**Reading passage**
%%

페이지

2012년 6월 28일 목요일

콜로라도 주에 계속되는 산불 피해: Wildfires Ravage Western States

'Monster' Colorado fire doubles in size

Fire crews outside Colorado Springs, Colo., expected more weather trouble on Wednesday in what the local fire chief called a "monster event" that doubled in size overnight and has forced 32,000 people to flee.
Heavy smoke made for unhealthy air in and around the city. After jumping fire lines Tuesday, the towering blaze has now burned 24 square miles and an undetermined number of homes.
While crews should get a break from the heat, a forecast for thunderstorms could mean unpredictable winds.
"We expect further trouble from the weather today," incident commander Rich Harvey said at a press briefing. "We do expect all of our lines to be challenged today."
Colorado Springs Fire Chief Rich Brown called the Waldo Canyon Fire a "monster event" that is "not even remotely close to being contained." The cause of the fire is under investigation.
Tuesday night, the community of Mountain Shadows, northwest of Colorado Springs, appeared to be enveloped in an orange glow.

%%

**Given records**
%%

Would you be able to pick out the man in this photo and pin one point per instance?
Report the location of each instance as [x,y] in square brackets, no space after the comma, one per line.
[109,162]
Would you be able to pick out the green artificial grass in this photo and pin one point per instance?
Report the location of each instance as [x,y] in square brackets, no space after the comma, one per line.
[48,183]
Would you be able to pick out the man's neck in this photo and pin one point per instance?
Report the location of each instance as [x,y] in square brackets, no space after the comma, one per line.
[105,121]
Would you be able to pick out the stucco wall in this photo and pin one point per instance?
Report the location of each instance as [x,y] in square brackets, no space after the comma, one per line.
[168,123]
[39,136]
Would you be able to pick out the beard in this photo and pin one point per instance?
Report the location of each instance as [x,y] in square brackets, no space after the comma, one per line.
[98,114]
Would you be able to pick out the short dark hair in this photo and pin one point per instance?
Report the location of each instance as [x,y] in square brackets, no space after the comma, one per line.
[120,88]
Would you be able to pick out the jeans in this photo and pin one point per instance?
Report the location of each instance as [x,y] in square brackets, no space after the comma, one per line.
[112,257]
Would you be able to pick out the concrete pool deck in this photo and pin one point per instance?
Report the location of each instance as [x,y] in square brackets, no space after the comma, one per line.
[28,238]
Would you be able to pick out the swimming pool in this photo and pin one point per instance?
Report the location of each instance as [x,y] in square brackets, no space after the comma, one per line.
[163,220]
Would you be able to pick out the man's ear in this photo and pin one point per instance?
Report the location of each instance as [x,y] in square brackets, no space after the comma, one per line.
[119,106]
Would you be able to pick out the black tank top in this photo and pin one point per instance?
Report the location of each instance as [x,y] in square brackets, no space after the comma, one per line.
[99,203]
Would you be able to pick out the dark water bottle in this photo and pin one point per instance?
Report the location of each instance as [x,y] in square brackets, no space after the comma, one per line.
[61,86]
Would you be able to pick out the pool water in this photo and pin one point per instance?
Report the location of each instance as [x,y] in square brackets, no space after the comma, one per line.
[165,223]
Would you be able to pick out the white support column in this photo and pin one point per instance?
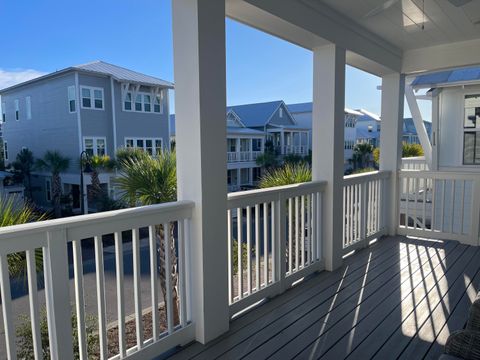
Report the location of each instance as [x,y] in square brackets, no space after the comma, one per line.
[327,144]
[419,125]
[393,90]
[200,102]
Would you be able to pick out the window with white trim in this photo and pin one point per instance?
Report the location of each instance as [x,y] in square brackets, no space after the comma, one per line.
[48,189]
[95,146]
[143,102]
[152,146]
[17,110]
[471,130]
[5,151]
[72,101]
[28,105]
[127,104]
[92,97]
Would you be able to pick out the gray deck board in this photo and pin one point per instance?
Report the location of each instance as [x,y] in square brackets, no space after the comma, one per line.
[398,298]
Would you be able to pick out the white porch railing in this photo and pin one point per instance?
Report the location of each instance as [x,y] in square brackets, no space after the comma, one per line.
[243,156]
[414,163]
[442,205]
[363,208]
[149,225]
[274,239]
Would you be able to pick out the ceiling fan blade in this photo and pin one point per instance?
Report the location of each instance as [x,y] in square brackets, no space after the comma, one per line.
[386,5]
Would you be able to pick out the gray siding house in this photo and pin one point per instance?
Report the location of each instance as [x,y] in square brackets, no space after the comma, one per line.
[96,107]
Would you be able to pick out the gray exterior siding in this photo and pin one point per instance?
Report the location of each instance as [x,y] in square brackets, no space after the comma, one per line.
[141,125]
[97,122]
[51,127]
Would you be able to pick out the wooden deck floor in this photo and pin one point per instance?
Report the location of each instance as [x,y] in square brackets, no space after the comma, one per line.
[400,298]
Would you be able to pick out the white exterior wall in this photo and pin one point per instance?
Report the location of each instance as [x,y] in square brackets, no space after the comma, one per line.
[450,119]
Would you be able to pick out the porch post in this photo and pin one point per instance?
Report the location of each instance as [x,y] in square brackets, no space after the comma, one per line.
[200,102]
[393,90]
[327,144]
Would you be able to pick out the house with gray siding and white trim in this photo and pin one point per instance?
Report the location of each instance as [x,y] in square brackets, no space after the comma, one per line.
[96,107]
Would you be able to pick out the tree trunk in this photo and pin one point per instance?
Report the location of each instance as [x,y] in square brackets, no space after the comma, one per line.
[172,272]
[56,194]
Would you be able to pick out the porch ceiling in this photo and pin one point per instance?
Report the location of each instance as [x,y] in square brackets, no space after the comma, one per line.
[383,41]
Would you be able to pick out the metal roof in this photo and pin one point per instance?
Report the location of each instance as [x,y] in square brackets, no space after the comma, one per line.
[102,68]
[447,78]
[122,74]
[308,107]
[255,115]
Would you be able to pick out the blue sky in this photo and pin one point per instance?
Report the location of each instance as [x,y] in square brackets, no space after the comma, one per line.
[137,35]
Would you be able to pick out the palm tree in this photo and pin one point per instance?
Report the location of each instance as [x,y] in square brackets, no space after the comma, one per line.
[23,166]
[98,163]
[146,180]
[286,175]
[54,162]
[12,212]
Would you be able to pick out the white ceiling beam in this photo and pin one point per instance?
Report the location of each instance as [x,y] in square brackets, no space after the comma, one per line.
[441,57]
[311,24]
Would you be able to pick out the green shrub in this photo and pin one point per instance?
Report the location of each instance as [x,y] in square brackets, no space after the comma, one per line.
[25,338]
[244,255]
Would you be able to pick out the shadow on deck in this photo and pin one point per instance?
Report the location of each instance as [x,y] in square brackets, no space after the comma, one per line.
[399,298]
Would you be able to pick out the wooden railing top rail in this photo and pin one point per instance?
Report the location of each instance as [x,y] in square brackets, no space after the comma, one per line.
[106,222]
[257,196]
[359,178]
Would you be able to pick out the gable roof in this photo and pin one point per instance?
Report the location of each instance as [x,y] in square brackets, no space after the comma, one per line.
[100,67]
[447,78]
[308,107]
[256,115]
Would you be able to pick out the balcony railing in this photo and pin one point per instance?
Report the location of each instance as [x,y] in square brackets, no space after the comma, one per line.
[414,163]
[298,150]
[443,205]
[150,226]
[274,238]
[364,201]
[242,156]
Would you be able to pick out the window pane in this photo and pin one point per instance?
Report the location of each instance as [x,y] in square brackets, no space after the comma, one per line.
[158,146]
[100,147]
[89,146]
[128,102]
[469,148]
[138,103]
[146,103]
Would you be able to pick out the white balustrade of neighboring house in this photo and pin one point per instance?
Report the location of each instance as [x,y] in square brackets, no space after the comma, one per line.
[414,163]
[243,156]
[440,205]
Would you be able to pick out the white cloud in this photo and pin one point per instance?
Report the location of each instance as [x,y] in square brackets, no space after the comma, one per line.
[13,77]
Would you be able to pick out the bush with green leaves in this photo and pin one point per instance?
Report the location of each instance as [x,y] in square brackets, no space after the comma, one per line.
[286,175]
[25,337]
[244,255]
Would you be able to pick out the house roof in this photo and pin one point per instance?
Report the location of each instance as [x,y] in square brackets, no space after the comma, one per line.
[230,130]
[100,67]
[447,78]
[308,107]
[256,115]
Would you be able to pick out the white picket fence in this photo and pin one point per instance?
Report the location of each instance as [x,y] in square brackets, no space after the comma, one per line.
[440,205]
[414,163]
[364,204]
[52,238]
[274,239]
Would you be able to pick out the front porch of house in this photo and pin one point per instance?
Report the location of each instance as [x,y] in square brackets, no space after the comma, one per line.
[305,246]
[399,298]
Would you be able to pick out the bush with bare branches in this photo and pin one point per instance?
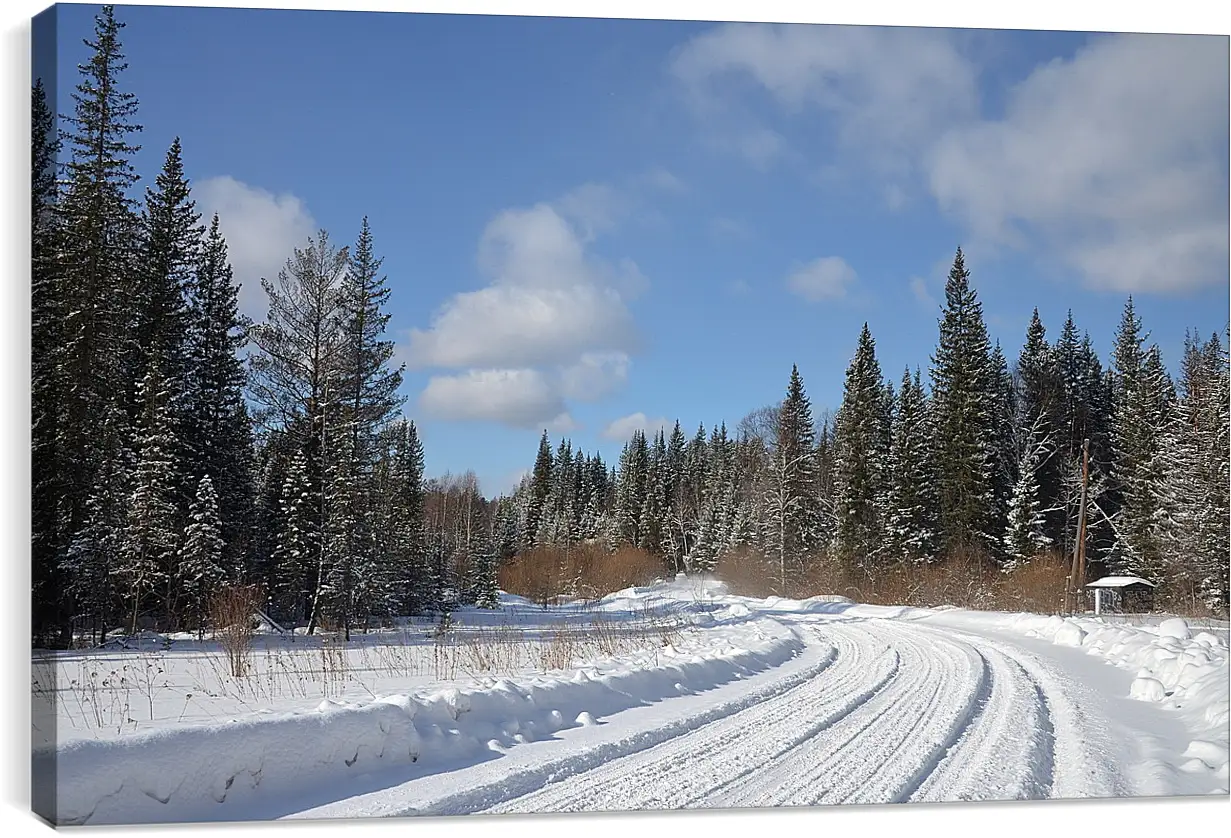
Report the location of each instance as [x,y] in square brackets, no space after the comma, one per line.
[233,617]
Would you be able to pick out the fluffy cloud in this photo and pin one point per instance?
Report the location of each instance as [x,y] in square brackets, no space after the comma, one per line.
[261,229]
[1115,160]
[552,325]
[521,398]
[888,87]
[548,303]
[622,430]
[822,279]
[1110,164]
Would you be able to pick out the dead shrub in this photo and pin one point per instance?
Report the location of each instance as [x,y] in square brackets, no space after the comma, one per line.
[601,572]
[233,617]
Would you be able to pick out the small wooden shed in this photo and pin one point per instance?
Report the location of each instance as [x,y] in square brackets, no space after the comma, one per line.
[1123,594]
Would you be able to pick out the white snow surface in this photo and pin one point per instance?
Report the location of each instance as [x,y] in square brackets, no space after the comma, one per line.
[753,703]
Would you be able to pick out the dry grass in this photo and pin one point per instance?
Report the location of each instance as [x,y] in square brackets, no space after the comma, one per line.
[584,571]
[964,581]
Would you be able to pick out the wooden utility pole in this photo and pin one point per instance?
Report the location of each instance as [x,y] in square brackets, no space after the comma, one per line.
[1078,566]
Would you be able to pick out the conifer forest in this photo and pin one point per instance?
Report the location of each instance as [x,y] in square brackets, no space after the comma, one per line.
[182,453]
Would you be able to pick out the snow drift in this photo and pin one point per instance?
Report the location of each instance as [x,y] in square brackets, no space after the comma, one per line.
[198,773]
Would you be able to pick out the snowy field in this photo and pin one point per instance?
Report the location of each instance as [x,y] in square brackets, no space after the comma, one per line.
[667,697]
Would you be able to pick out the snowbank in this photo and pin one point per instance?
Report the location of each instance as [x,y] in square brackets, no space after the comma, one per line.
[1172,666]
[187,773]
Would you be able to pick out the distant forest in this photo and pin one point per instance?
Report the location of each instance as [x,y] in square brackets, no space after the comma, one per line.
[181,452]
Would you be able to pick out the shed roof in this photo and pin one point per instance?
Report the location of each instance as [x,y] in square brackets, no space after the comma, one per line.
[1119,582]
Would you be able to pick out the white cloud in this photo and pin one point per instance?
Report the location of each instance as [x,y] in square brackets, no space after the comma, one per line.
[593,375]
[1112,164]
[552,325]
[822,279]
[1115,160]
[261,229]
[521,398]
[622,430]
[889,87]
[595,208]
[549,302]
[662,180]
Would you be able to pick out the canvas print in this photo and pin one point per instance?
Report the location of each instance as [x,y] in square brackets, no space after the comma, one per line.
[454,414]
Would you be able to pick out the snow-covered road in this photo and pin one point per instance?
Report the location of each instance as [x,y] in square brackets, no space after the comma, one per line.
[761,703]
[875,710]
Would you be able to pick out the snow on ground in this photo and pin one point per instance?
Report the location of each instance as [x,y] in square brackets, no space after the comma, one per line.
[664,697]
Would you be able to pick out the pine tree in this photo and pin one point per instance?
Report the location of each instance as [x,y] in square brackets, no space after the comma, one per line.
[95,272]
[96,548]
[296,375]
[912,503]
[408,545]
[1026,534]
[1040,412]
[861,444]
[49,480]
[486,590]
[297,549]
[964,394]
[539,487]
[1141,395]
[654,507]
[793,524]
[630,489]
[149,550]
[201,555]
[217,438]
[169,256]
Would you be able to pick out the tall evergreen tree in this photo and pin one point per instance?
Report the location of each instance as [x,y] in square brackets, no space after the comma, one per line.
[861,443]
[96,266]
[296,377]
[793,526]
[539,487]
[1040,415]
[1141,393]
[149,549]
[48,382]
[169,257]
[964,394]
[218,439]
[912,503]
[201,554]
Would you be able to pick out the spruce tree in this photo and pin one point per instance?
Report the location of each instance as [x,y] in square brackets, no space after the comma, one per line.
[201,555]
[1040,414]
[95,271]
[539,487]
[861,443]
[964,395]
[297,549]
[1141,399]
[912,503]
[149,550]
[48,473]
[793,524]
[169,257]
[1026,533]
[218,439]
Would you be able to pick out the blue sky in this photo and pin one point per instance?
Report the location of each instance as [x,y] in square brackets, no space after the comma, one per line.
[596,224]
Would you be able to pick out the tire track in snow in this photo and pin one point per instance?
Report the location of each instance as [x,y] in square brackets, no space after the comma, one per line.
[874,754]
[677,772]
[527,780]
[1005,752]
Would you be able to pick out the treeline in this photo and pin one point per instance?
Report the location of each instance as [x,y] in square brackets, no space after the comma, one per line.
[984,465]
[179,448]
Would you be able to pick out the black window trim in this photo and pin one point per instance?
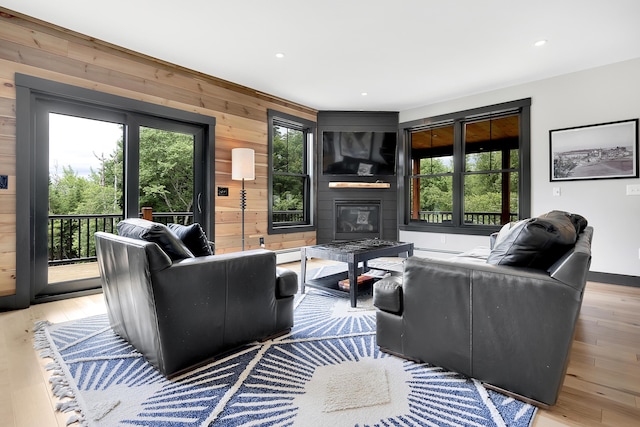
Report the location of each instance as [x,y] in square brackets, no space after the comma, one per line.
[309,128]
[458,119]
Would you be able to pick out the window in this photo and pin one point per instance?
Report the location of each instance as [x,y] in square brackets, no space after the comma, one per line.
[290,177]
[469,171]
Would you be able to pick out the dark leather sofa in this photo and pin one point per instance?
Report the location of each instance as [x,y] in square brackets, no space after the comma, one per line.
[180,313]
[485,315]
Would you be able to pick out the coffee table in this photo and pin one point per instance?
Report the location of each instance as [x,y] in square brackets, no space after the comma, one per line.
[352,252]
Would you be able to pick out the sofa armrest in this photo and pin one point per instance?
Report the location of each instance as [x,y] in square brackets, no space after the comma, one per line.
[387,294]
[286,282]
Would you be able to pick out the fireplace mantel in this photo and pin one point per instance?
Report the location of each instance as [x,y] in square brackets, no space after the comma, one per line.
[359,185]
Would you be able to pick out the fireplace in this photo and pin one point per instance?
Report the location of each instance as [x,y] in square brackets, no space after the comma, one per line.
[357,219]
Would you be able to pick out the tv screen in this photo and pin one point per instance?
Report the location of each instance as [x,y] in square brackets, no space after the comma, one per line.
[359,153]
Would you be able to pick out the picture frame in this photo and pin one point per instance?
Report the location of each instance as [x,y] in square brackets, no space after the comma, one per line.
[598,151]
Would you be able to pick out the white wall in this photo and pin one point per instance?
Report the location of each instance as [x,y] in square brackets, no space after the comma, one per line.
[599,95]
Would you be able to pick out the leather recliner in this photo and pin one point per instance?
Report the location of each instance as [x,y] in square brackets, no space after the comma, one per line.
[510,327]
[182,313]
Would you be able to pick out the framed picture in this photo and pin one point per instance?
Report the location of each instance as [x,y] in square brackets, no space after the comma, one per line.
[601,151]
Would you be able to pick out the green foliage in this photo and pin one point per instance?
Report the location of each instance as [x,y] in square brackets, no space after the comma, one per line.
[166,184]
[288,169]
[482,189]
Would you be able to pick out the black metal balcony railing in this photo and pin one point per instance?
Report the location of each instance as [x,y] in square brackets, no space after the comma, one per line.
[479,218]
[71,236]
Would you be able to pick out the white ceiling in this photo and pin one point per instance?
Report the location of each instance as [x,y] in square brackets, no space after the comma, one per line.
[403,53]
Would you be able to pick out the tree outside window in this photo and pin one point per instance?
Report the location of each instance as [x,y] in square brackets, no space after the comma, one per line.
[290,178]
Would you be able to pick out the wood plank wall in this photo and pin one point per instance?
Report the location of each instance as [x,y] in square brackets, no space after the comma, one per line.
[36,48]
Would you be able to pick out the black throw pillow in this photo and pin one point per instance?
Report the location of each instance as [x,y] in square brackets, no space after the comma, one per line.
[539,242]
[137,228]
[193,237]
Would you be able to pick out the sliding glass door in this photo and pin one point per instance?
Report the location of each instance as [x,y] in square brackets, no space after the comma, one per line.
[96,167]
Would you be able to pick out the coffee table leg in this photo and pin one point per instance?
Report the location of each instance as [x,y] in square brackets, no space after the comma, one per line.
[353,283]
[303,269]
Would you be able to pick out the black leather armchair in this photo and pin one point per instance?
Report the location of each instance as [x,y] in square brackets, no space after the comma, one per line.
[182,313]
[510,327]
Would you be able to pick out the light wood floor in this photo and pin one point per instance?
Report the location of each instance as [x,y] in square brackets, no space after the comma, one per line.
[602,386]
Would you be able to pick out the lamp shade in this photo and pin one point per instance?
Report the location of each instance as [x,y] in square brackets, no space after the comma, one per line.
[242,164]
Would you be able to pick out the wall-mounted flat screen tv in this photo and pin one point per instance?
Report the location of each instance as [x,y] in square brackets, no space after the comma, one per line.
[359,153]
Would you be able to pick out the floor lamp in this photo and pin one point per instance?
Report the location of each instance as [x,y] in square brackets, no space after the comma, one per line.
[243,168]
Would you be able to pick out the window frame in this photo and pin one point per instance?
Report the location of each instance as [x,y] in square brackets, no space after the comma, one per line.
[308,128]
[459,119]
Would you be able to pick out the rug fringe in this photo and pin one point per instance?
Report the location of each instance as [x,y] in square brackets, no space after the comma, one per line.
[59,384]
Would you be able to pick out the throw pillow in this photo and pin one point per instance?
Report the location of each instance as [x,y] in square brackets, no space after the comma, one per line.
[193,237]
[507,229]
[537,243]
[137,228]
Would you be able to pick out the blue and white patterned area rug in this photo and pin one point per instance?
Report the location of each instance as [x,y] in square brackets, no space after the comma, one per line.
[327,372]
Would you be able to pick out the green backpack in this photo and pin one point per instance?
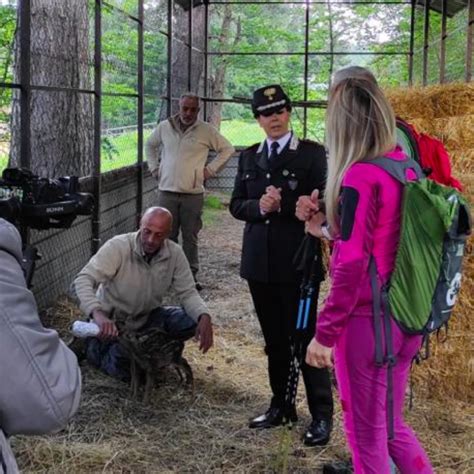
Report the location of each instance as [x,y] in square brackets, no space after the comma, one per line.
[422,290]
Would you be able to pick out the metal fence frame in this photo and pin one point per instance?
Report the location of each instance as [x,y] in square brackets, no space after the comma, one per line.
[100,184]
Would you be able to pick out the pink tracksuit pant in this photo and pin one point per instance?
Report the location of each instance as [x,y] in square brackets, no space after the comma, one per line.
[363,394]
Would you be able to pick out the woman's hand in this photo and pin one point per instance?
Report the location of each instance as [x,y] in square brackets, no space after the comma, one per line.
[319,356]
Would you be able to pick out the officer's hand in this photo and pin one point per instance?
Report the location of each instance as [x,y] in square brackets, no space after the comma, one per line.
[108,329]
[207,174]
[319,356]
[273,192]
[307,206]
[203,333]
[314,225]
[271,200]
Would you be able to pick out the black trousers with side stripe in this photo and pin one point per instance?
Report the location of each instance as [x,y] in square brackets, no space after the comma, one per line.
[276,305]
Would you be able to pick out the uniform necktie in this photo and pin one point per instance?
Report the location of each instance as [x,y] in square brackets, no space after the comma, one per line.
[274,151]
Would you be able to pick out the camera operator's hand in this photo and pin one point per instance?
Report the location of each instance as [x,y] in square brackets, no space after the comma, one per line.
[108,329]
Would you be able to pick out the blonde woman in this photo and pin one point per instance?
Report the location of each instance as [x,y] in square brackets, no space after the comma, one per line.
[363,204]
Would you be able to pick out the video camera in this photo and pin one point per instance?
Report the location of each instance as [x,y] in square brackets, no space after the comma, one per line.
[42,203]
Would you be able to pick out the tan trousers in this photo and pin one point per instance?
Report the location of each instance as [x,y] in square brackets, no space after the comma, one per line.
[187,211]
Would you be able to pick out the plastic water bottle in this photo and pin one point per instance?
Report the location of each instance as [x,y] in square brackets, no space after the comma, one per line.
[83,329]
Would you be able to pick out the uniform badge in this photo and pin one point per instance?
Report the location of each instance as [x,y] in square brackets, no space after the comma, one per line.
[269,93]
[293,183]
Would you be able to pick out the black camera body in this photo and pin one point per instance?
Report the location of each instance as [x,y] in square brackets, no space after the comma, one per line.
[41,203]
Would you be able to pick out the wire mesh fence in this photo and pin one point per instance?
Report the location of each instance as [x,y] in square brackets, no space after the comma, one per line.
[86,91]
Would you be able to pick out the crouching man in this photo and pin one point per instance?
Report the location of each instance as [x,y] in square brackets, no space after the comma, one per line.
[124,284]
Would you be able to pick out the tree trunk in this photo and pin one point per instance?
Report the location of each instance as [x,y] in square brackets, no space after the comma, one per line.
[179,62]
[61,122]
[218,80]
[331,43]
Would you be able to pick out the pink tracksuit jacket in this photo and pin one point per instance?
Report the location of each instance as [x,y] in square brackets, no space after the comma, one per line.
[370,225]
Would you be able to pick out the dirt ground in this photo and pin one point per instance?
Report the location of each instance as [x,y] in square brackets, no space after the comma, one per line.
[206,431]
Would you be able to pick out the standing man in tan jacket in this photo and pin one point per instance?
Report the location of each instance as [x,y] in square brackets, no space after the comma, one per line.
[176,153]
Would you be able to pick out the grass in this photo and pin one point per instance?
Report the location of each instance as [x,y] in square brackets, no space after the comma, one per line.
[213,205]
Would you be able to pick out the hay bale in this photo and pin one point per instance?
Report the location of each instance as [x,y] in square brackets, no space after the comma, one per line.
[462,162]
[410,103]
[449,372]
[437,101]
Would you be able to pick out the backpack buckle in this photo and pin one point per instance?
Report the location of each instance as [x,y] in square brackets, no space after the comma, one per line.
[390,360]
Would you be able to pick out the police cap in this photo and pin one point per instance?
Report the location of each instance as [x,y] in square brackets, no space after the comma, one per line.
[269,99]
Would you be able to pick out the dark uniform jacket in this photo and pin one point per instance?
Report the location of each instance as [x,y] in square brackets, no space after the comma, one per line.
[270,241]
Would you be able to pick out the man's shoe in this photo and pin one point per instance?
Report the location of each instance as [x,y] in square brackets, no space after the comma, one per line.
[272,417]
[318,433]
[339,467]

%%

**What you need to do**
A – Reproduce the stretch of the Colorado wildfire article from "콜로라도 주에 계속되는" through "people to flee.".
B – Format the listing from the line containing "Would you be able to pick out the hay" through the end of the listing as a JSON list of strings, one string per line, omitting blank lines.
The Colorado wildfire article and the listing have nothing to do with each other.

**Outputs for the tasks**
A –
콜로라도 주에 계속되는 산불 피해: Wildfires Ravage Western States

'Monster' Colorado fire doubles in size

Fire crews outside Colorado Springs, Colo., expected more weather trouble on Wednesday in what the local fire chief called a "monster event" that doubled in size overnight and has forced 32,000 people to flee.

B –
[
  "Would you be able to pick out the hay bale in this photo and pin one point per instance?",
  "Report the location of each instance as [x,y] in square brackets, no space after the comma, one per line.",
  "[462,162]",
  "[410,103]",
  "[449,372]",
  "[437,101]",
  "Would you be able to pick out the backpack buckle in this photo and pin one point per instance?",
  "Report the location of each instance as [x,y] in square brackets, no space after the comma, one per line.",
  "[390,360]",
  "Would you be able to pick out the police cap in this photo and pin one point per instance?",
  "Report the location of each instance as [x,y] in square brackets, no space after the comma, one per line.",
  "[269,99]",
  "Would you be able to pick out the dark uniform jacket in this photo and pin one point per instance?",
  "Report the location of each instance as [x,y] in square brackets, no space after the comma, one per line.",
  "[270,241]",
  "Would you be able to pick out the man's shoe in this photo and pin one point per instance?",
  "Report the location of each instance as [x,y] in square brackets, no space after the comma, one per line.",
  "[272,417]",
  "[318,433]",
  "[339,467]"
]